+++ Provided records +++
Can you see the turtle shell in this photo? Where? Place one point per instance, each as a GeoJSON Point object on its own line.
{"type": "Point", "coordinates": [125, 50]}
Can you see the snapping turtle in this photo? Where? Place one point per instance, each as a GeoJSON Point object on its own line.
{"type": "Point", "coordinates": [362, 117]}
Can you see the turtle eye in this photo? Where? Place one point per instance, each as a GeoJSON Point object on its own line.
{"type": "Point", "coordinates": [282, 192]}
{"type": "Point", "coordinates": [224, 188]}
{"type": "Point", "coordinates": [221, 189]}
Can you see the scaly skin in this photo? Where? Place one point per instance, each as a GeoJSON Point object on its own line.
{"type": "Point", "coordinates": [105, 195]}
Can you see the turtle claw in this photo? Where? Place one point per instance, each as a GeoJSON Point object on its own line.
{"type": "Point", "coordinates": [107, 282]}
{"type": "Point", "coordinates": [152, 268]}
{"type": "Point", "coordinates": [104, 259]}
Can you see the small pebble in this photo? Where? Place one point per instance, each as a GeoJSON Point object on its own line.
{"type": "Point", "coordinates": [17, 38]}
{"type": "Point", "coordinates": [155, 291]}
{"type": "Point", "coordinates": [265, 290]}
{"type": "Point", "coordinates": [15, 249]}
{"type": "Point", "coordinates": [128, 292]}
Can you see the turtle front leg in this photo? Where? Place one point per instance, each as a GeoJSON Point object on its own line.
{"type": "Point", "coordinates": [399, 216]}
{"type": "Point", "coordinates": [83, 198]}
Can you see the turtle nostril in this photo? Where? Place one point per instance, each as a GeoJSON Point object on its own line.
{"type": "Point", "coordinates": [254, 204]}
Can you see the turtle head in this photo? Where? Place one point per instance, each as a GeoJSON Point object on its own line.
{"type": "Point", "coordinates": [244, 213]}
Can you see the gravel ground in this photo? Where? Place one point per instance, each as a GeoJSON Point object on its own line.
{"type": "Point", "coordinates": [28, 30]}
+++
- [Work to be completed]: Print all of the entries above again, word for word and line for line, without changing anything.

- [Output]:
Can you see the turtle shell in this photo? Where? Place one point per instance, each as a GeoJSON Point object on its own line.
{"type": "Point", "coordinates": [125, 50]}
Can you see the snapping turtle in this photo? Where? Place one point per instance, each as a GeoJSON Point object on its own line.
{"type": "Point", "coordinates": [362, 117]}
Can you see the turtle eye in this photo? Where? Place one point per instance, each as a GeoJSON Point object on its own line.
{"type": "Point", "coordinates": [282, 192]}
{"type": "Point", "coordinates": [224, 188]}
{"type": "Point", "coordinates": [221, 189]}
Can you see the scaly skin in this photo? Where? Place one point per instance, each as a GeoJSON Point object on its own line.
{"type": "Point", "coordinates": [105, 195]}
Can you see the turtle claw in this photo? Where? Place one point per instance, each as a GeoJSON Point object on its own line.
{"type": "Point", "coordinates": [107, 282]}
{"type": "Point", "coordinates": [152, 268]}
{"type": "Point", "coordinates": [104, 259]}
Can you see the small pebble in this photo? Where? Place one point per instance, each as a GeoJSON Point object on its own line.
{"type": "Point", "coordinates": [17, 38]}
{"type": "Point", "coordinates": [155, 291]}
{"type": "Point", "coordinates": [265, 290]}
{"type": "Point", "coordinates": [15, 249]}
{"type": "Point", "coordinates": [128, 292]}
Can you see the turtle front leg in this photo? Where? Place one point per instance, each as a GeoJSON Point object on its own line.
{"type": "Point", "coordinates": [399, 216]}
{"type": "Point", "coordinates": [83, 198]}
Can you see the turtle nostril in this photo? Where? Place one point per instance, each as a GeoJSON Point object on its own line.
{"type": "Point", "coordinates": [254, 204]}
Can you see the turtle head in this photo? Where? Place one point per instance, each as a GeoJSON Point object on its own line.
{"type": "Point", "coordinates": [244, 213]}
Can you see the gravel ground in this photo? Where? Place one point per instance, each as a GeoJSON Point object on its own line.
{"type": "Point", "coordinates": [28, 30]}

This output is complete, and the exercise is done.